Excerpt provided =>
================

Dominion workers on strike. Image: Contributed photo

Three weeks into Dominion grocery workers’ strike in Newfoundland, Unifor national president Jerry Dias warned that his union is ready to escalate its actions if Loblaw, the employer, continues to refuse to come to the table.

Dias hinted at organizing a nationwide boycott in the near future. 

“If we need to start saying to Canadians that in order to show your support for the Loblaw workers in Newfoundland, you may want to start going elsewhere, we’ll start talking about that. We’re not there yet, but that’s not too far off in the horizon,” he said.

On Labour Day, Unifor began ramping up its public campaign in support of Dominion workers in an effort to bring the strike into national consciousness. The national campaign will begin with information pickets, said Dias, which Unifor launched at one Toronto store on Labour Day. 

In a candid interview, Dias expressed anger and frustration towards Loblaw Companies executive chairman Galen Weston.

“Once we expose what they really are about to the average Canadians, people are going to view Galen Weston and his team for what they are. A bunch of incredibly filthy rich people who frankly don’t give a crap,” he said.

Dias added that Dominion workers were there for Loblaw during the pandemic lockdowns, allowing the company to see a jump in its profits during that time. Now, he said, Dominion workers are being disrespected by Loblaw’s unwillingness to negotiate.

So far, Loblaw has refused to budge on negotiations, and said so when it couriered letters to all of its Dominion employees promising it would not be returning to the table with a better offer.

Spending the money to courier those letters, even after the employees already received digital copies, was an insult, said Dominion employee Robert Peddle, who has worked for the company for 40 years.

“We don’t want the sky, we just want to be able to improve our situation,” said Peddle.

Dias said it’s all about getting back to the bargaining table, but says Unifor also has no intention of backing down.

“Ultimately we’re going to fight for as long as it takes in order for us to win a fair contract. If we can’t do that, then we will cause them as much harm as we can. As a company they should be ashamed of themselves,” he said.

Loblaw Companies did not respond to questions from rabble.ca.

Lack of full-time jobs, low pay the major issues  

Once a full-time employee, Peddle said last year, Loblaw made his and 60 other full-time positions redundant, and offered to buy those workers out.

At the time, Peddle said he didn’t feel like he had any option other than to take the buy-out and lose his full-time position, though he was able to keep his pension. Now, he says he works the exact same job, for the same amount of time, but makes $5 an hour less as a part-time employee.

According to Peddle, only 17 per cent of Dominion workers still have full-time jobs, while everyone else — 83 per cent — is part time. 

The elimination of full-time positions has been a major issue throughout bargaining, as is the matter of low wages.

Newfoundland and Labrador has the second lowest minimum wage in the country, at just $11.65. In 2020, the province has been slowly raising the minimum raise and it should arrive at $12.65 in April 2021.

But workers say that when the minimum wage increases, their pay should increase in kind. Otherwise, workers who were making above minimum wage end up earning minimum wage after all, and their pay scale becomes redundant.

================

Dataset =>
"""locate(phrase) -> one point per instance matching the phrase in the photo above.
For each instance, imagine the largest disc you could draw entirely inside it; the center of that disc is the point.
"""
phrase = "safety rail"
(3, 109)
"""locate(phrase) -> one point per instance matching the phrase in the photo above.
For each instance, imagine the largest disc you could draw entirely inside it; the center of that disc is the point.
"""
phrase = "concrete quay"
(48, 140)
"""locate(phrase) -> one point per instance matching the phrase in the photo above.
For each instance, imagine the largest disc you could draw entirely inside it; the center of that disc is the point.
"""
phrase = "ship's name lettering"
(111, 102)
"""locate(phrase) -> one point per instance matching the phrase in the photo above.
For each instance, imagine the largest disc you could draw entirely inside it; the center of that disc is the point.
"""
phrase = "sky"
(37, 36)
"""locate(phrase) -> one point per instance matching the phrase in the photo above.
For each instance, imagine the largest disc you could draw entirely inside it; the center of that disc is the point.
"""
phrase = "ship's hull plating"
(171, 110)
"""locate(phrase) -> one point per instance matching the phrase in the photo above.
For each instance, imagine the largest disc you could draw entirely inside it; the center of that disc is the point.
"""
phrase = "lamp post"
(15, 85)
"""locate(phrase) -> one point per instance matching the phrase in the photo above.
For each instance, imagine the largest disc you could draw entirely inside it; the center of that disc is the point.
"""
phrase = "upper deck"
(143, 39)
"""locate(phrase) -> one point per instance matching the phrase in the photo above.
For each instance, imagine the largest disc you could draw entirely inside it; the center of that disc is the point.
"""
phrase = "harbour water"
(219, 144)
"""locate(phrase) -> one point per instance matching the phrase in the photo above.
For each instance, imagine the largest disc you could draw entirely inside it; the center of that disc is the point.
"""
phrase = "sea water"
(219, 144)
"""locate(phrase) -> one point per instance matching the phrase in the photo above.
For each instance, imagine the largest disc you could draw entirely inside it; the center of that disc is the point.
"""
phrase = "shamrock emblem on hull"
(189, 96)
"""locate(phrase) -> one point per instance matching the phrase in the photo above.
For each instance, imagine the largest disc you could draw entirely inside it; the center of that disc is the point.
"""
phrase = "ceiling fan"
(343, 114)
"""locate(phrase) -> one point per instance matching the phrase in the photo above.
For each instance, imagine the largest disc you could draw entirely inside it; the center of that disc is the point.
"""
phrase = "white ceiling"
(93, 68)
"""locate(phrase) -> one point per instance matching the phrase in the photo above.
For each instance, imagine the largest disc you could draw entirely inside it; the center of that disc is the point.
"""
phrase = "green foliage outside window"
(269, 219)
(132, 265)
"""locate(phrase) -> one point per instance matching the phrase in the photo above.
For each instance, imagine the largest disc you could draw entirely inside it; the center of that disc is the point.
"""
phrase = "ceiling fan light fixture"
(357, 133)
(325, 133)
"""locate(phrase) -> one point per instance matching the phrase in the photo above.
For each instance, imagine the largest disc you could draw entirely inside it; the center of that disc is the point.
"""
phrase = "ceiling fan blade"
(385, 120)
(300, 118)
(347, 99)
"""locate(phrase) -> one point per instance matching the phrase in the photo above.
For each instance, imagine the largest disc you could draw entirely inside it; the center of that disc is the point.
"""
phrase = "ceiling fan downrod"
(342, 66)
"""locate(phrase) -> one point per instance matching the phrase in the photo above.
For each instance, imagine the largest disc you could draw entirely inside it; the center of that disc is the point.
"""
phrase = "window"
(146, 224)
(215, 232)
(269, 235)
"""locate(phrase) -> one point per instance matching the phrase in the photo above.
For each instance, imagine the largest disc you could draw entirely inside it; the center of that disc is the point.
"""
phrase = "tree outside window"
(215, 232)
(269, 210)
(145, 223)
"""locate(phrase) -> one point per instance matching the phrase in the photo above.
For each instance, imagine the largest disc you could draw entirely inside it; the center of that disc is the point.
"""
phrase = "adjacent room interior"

================

Exercise 1 =>
Return the passage of the Dominion strike article from "Spending the money" to "questions from rabble.ca.", word for word.
Exercise 2 =>
Continue the article on the Dominion grocery workers' strike from the point where it stops.
The records were taken from a different source than the article.

Answer space 1 =>
Spending the money to courier those letters, even after the employees already received digital copies, was an insult, said Dominion employee Robert Peddle, who has worked for the company for 40 years.

“We don’t want the sky, we just want to be able to improve our situation,” said Peddle.

Dias said it’s all about getting back to the bargaining table, but says Unifor also has no intention of backing down.

“Ultimately we’re going to fight for as long as it takes in order for us to win a fair contract. If we can’t do that, then we will cause them as much harm as we can. As a company they should be ashamed of themselves,” he said.

Loblaw Companies did not respond to questions from rabble.ca.

Answer space 2 =>
That’s why Unifor is fighting for a new “minimum wage plus” pay scale, where the rate of pay would be minimum wage, plus a certain dollar amount. This way, when minimum wage rises, those workers earning minimum wage plus $3, for instance, would see their pay rise proportionally, and continue to earn $3 above the current minimum wage.

“We know the company can afford it and it’s a matter of they don’t want to. We know we can fight them,” said David Burke, a St. John’s-based Dominion store worker.

Banking on public support 

Peddle said he has been with the company through two previous strikes, but this time feels different.

When Newfoundland’s Dominion workers first began contract negotiations with their employer Loblaw in November 2019, they didn’t necessarily have the public on their side.

Burke said at that time, one customer said to him that if he wanted better pay he should go find a “real” job.

One global pandemic later, Burke said that kind of sentiment has gone by the wayside.

“The public support we’ve gotten has been phenomenal. I can’t thank the public enough, but they can’t thank us enough,” said Burke, who has worked at Dominion for ten years, and works 40 hours a week, but is still a part-time employee.

Grocery store workers in Newfoundland have shown up for the province during the year’s hardest times, said Burke, both as essential workers not only during COVID-19 lockdowns, but also during what some refer to as “snowmageddon,” when in January 2020 the province declared a state of emergency due to an unprecedented amount of snow that quite literally buried the Eastern part of the island.

Through each of these events, Dominion and other grocery workers were lauded by the public as front-line heroes.

As previously reported by rabble.ca, unions across Canada have said they plan to make full use of the shift in public perception of these retail workers’ jobs, and Unifor appears to be sticking with that approach.

Dominion worker Ralene Cull said folks are bringing picketing workers donations of coffee, donuts and cash every day, which is helping keep spirits high as the strike heads into its fourth week.

Burke said three weeks of striking have flown by, largely due to the support coming from customers, small businesses and other labour unions.

He said it’s that kind of support that has allowed the workers to turn down the last tabled offer from Loblaw and demand more.

Precedent-setting power 

Dias said that Loblaw is holding out because it doesn’t want Dominion workers to set a precedent to which it can be held once contracts expire at its 2,400 stores across the country.

“They’re saying to us they’re not going to allow the small players to determine the economic impact across the country, which means they’re disrespecting all 1,400 of their own employees in Newfoundland,” he said.

Dominion’s contract is the first to be in negotiations after the worst of the COVID-19 pandemic lockdowns, during which Loblaw’s employees were making a $2 an hour pay premium.

Burke said the company is right: any contract they sign will be setting a precedent for grocery workers across Canada, but he said he’d like to see Newfoundland workers be able to win something that other retail workers across the country can potentially benefit from.

“For too long, retail workers have been given the worse end of the stick,” said Burke, citing low wages, working the busiest times of the year and the fact that this year has made it clear that they’re expected to work through anything and everything, including major blizzards and public health crises.  

“I hope not only do we win this for us [but for] others so they can turn around and say listen, Newfoundland went and they fought and now it’s time for us.”

Chelsea Nash is rabble’s labour beat reporter for 2020. To contact her with story leads, email chelsea[at]rabble.ca.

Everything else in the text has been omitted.